=== Input rows ===
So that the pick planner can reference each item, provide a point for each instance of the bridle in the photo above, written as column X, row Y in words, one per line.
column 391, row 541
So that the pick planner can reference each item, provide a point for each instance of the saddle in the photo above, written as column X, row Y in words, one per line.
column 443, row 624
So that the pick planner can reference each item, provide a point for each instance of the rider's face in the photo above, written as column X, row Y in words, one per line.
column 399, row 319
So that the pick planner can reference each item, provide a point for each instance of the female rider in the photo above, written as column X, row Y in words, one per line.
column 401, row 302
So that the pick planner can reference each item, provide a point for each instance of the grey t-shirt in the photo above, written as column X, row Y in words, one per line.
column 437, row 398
===
* Problem description
Could you print the lines of the records above verbatim, starting at the line containing "of the rider's" and ending at the line containing "column 399, row 319", both included, and nothing else?

* Answer below
So that the pick planner can reference each item, provide a point for each instance of the rider's face in the photo above, written as column X, row Y in words, one per line.
column 399, row 319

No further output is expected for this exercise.